**Supplied material:**
——————————

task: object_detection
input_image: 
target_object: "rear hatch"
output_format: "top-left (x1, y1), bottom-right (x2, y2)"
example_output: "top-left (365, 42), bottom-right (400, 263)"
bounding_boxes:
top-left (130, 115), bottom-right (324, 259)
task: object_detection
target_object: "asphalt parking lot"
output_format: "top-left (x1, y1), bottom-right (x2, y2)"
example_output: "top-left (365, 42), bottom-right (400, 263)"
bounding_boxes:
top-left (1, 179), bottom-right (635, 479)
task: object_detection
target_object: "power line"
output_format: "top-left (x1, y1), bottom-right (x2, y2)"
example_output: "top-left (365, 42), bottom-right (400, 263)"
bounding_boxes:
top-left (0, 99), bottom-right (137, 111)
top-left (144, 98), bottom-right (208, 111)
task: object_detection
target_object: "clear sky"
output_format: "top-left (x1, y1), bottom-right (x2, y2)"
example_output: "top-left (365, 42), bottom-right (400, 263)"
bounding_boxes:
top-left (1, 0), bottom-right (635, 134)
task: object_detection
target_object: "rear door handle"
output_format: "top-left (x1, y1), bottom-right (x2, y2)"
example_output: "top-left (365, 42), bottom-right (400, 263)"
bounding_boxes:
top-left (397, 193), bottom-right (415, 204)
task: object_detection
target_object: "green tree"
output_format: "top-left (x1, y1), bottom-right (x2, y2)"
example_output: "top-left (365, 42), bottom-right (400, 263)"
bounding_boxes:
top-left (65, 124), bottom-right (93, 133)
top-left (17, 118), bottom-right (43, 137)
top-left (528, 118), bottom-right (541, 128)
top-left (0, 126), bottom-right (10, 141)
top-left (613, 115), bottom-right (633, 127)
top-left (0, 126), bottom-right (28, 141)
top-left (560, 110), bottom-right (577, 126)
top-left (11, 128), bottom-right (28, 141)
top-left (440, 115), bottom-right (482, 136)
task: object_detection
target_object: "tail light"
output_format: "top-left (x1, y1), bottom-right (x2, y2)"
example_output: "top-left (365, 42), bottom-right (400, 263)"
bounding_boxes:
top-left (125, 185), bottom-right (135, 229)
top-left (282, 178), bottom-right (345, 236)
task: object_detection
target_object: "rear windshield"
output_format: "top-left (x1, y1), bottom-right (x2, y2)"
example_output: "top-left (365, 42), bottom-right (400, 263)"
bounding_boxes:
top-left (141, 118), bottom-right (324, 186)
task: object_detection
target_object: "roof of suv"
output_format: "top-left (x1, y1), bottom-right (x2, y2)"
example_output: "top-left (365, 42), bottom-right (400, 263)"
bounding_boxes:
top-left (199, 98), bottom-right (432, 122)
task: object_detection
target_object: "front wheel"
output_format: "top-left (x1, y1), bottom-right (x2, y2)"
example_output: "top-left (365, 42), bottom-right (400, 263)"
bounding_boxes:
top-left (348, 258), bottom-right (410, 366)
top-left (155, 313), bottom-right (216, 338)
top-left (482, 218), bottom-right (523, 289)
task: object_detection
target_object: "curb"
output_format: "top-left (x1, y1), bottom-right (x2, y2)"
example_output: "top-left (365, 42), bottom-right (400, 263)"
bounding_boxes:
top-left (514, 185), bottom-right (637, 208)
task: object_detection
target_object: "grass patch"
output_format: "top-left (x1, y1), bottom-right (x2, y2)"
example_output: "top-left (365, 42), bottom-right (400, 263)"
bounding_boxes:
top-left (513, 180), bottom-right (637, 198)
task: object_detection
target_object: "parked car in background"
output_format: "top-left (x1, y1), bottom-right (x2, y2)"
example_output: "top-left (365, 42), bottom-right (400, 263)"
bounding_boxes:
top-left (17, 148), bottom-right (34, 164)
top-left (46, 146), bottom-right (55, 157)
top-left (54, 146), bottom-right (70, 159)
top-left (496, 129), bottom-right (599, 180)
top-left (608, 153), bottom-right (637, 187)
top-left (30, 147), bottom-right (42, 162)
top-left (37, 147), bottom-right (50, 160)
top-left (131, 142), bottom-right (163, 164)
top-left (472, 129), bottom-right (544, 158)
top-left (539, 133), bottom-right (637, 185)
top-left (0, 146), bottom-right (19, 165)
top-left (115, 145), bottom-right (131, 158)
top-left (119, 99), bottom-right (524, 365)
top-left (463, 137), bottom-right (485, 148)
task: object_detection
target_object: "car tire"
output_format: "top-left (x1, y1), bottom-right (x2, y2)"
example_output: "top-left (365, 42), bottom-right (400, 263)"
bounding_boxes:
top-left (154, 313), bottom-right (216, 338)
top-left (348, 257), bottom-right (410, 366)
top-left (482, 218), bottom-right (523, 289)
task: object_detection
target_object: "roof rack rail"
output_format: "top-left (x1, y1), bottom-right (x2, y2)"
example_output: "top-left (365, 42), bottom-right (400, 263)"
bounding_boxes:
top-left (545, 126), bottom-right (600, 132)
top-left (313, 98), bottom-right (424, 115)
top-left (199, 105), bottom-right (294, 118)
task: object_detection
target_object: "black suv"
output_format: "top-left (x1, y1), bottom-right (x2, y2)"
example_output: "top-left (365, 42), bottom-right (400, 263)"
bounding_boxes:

——————————

**What is expected:** Each entry above is to be printed again exactly.

**Output of the task:**
task: object_detection
input_image: 
target_object: "rear hatch"
output_format: "top-left (x1, y1), bottom-right (x2, y2)"
example_output: "top-left (365, 42), bottom-right (400, 263)"
bounding_boxes:
top-left (130, 115), bottom-right (324, 259)
task: object_detection
target_object: "asphalt parking lot"
output_format: "top-left (x1, y1), bottom-right (x2, y2)"
example_output: "top-left (365, 42), bottom-right (400, 263)"
bounding_boxes:
top-left (1, 179), bottom-right (635, 479)
task: object_detection
target_object: "power line"
output_format: "top-left (x1, y1), bottom-right (x2, y2)"
example_output: "top-left (365, 42), bottom-right (400, 263)"
bounding_boxes:
top-left (0, 99), bottom-right (137, 111)
top-left (144, 98), bottom-right (208, 111)
task: object_detection
target_object: "clear sky"
output_format: "top-left (x1, y1), bottom-right (x2, y2)"
example_output: "top-left (365, 42), bottom-right (400, 263)"
bounding_boxes:
top-left (1, 0), bottom-right (635, 134)
task: object_detection
target_object: "rear door handle"
output_format: "top-left (x1, y1), bottom-right (x2, y2)"
example_output: "top-left (365, 42), bottom-right (400, 263)"
bounding_boxes:
top-left (397, 193), bottom-right (415, 204)
task: object_detection
target_object: "green tree"
output_format: "top-left (x1, y1), bottom-right (x2, y2)"
example_output: "top-left (365, 42), bottom-right (400, 263)"
bounding_boxes:
top-left (65, 124), bottom-right (93, 133)
top-left (17, 118), bottom-right (43, 137)
top-left (528, 118), bottom-right (541, 128)
top-left (0, 126), bottom-right (10, 141)
top-left (613, 115), bottom-right (633, 127)
top-left (0, 126), bottom-right (28, 141)
top-left (560, 110), bottom-right (577, 126)
top-left (11, 128), bottom-right (28, 141)
top-left (440, 115), bottom-right (482, 136)
task: object_detection
target_object: "tail light"
output_format: "top-left (x1, y1), bottom-right (x2, y2)"
example_output: "top-left (365, 42), bottom-right (400, 263)"
bounding_boxes:
top-left (125, 185), bottom-right (135, 229)
top-left (282, 178), bottom-right (345, 236)
task: object_detection
target_object: "rear windshield"
output_format: "top-left (x1, y1), bottom-right (x2, y2)"
example_output: "top-left (365, 42), bottom-right (400, 263)"
bounding_boxes:
top-left (141, 118), bottom-right (324, 186)
task: object_detection
target_object: "roof of suv"
output_format: "top-left (x1, y1), bottom-right (x2, y2)"
example_output: "top-left (365, 42), bottom-right (400, 263)"
bounding_boxes:
top-left (199, 98), bottom-right (432, 122)
task: object_detection
target_object: "front wheel"
output_format: "top-left (x1, y1), bottom-right (x2, y2)"
example_output: "top-left (365, 42), bottom-right (400, 263)"
bounding_boxes:
top-left (348, 258), bottom-right (410, 366)
top-left (155, 313), bottom-right (216, 338)
top-left (482, 218), bottom-right (523, 289)
task: object_detection
target_object: "curb"
output_format: "top-left (x1, y1), bottom-right (x2, y2)"
example_output: "top-left (365, 42), bottom-right (400, 263)"
bounding_boxes:
top-left (514, 185), bottom-right (637, 208)
task: object_detection
target_object: "grass patch"
output_format: "top-left (x1, y1), bottom-right (x2, y2)"
example_output: "top-left (365, 42), bottom-right (400, 263)"
bounding_boxes:
top-left (513, 180), bottom-right (637, 198)
task: object_detection
target_object: "parked car in background"
output_format: "top-left (x1, y1), bottom-right (x2, y2)"
example_output: "top-left (365, 42), bottom-right (400, 263)"
bounding_boxes:
top-left (17, 148), bottom-right (34, 164)
top-left (46, 146), bottom-right (55, 157)
top-left (54, 146), bottom-right (70, 159)
top-left (496, 129), bottom-right (599, 180)
top-left (608, 153), bottom-right (637, 187)
top-left (30, 147), bottom-right (42, 162)
top-left (37, 147), bottom-right (50, 160)
top-left (131, 142), bottom-right (163, 164)
top-left (472, 129), bottom-right (544, 158)
top-left (539, 133), bottom-right (637, 185)
top-left (0, 146), bottom-right (19, 165)
top-left (115, 145), bottom-right (131, 158)
top-left (119, 99), bottom-right (524, 365)
top-left (463, 137), bottom-right (485, 148)
task: object_detection
target_object: "car tire"
output_format: "top-left (x1, y1), bottom-right (x2, y2)"
example_output: "top-left (365, 42), bottom-right (400, 263)"
bounding_boxes:
top-left (154, 313), bottom-right (216, 338)
top-left (348, 257), bottom-right (410, 366)
top-left (482, 218), bottom-right (523, 289)
task: object_detection
target_object: "roof rack rail"
output_format: "top-left (x1, y1), bottom-right (x2, y2)"
example_output: "top-left (365, 42), bottom-right (400, 263)"
bounding_boxes:
top-left (545, 126), bottom-right (600, 132)
top-left (313, 98), bottom-right (424, 115)
top-left (199, 105), bottom-right (294, 118)
task: object_detection
target_object: "black suv"
output_format: "top-left (x1, y1), bottom-right (x2, y2)"
example_output: "top-left (365, 42), bottom-right (400, 263)"
bounding_boxes:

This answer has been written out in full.